*** Given records ***

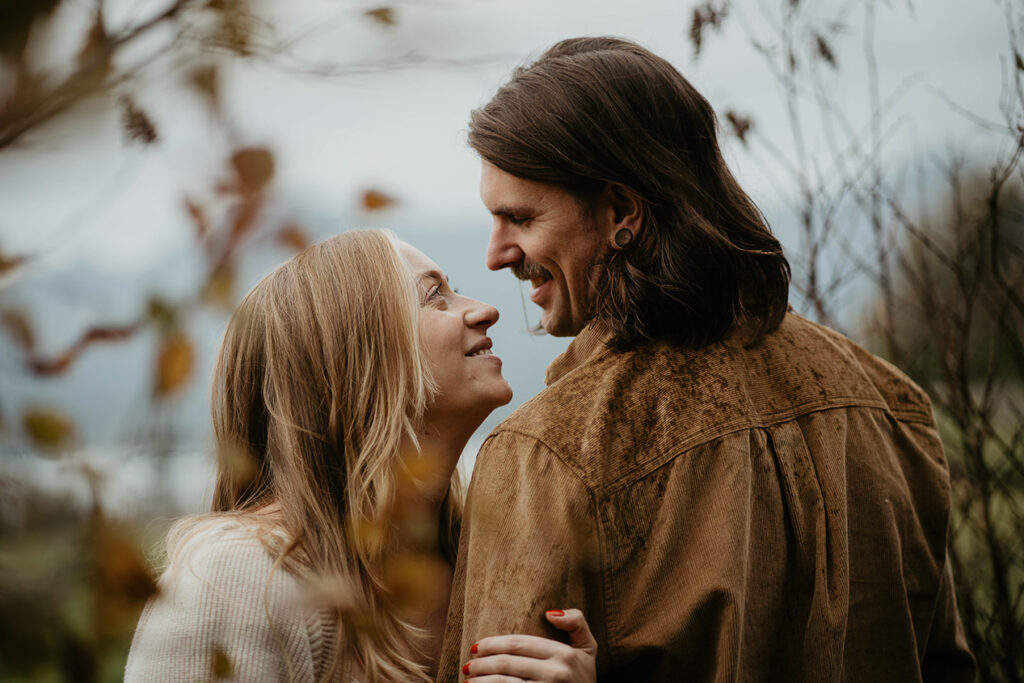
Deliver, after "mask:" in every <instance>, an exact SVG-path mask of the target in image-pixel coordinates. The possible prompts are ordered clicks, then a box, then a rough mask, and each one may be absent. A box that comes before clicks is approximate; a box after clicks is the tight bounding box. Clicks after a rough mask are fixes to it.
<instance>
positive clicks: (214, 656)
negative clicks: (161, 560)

***
*** Given records ***

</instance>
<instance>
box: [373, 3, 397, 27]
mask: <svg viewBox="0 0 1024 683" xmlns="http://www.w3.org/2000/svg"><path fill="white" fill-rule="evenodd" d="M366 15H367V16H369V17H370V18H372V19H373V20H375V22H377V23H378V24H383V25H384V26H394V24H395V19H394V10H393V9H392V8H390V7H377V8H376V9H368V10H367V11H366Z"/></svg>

***

## Your goal
For the material above, how many lines contain the word "clicks"? Only the number should be given.

## Answer
3